- [WHAT THE TASK REQUIRES]: Reproduce exactly, from the line containing "Query: plowed soil", every line down to the end of the data below.

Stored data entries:
──────────

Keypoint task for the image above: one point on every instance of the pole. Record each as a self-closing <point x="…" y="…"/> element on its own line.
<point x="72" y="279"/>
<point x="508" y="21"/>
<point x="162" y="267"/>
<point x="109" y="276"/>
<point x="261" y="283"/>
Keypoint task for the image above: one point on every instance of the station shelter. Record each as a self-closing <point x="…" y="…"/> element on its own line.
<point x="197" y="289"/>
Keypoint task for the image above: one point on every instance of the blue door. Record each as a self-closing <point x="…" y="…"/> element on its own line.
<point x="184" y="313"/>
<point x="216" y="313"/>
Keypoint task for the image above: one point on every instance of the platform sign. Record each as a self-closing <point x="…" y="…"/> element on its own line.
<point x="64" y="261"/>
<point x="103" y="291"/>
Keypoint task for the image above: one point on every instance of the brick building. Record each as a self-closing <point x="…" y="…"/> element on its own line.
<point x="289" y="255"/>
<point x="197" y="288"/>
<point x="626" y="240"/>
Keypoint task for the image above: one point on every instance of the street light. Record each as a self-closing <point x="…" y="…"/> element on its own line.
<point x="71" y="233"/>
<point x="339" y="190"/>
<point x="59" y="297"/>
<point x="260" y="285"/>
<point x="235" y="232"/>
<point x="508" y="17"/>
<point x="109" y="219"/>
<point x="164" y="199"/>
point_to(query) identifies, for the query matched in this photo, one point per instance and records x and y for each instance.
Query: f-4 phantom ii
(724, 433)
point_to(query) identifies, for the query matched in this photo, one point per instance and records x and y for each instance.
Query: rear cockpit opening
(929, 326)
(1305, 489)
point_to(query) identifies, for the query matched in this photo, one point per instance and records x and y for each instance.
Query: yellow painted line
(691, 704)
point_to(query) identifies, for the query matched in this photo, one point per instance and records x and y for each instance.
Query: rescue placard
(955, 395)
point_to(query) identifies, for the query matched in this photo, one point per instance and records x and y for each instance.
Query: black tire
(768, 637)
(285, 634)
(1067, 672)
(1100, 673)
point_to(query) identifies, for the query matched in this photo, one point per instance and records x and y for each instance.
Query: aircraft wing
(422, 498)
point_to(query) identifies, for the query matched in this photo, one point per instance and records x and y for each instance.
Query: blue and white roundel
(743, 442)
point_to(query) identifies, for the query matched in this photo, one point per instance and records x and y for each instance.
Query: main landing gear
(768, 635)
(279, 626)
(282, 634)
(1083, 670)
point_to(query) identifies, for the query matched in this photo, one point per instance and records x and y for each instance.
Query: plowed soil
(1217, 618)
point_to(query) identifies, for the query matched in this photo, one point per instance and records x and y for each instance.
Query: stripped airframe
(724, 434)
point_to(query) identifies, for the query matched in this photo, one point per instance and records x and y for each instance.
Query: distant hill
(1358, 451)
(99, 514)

──────────

- [ANSWER TO THE EXERCISE]:
Query: plowed soil
(1217, 618)
point_to(query) identifies, for the query matched in this photo, one point per instance and records x and y for each instance.
Query: stripped airframe
(724, 434)
point_to(query) identifies, for the query matched in this photo, one point per instance and records x and y for each instance.
Query: distant hill
(1358, 451)
(99, 514)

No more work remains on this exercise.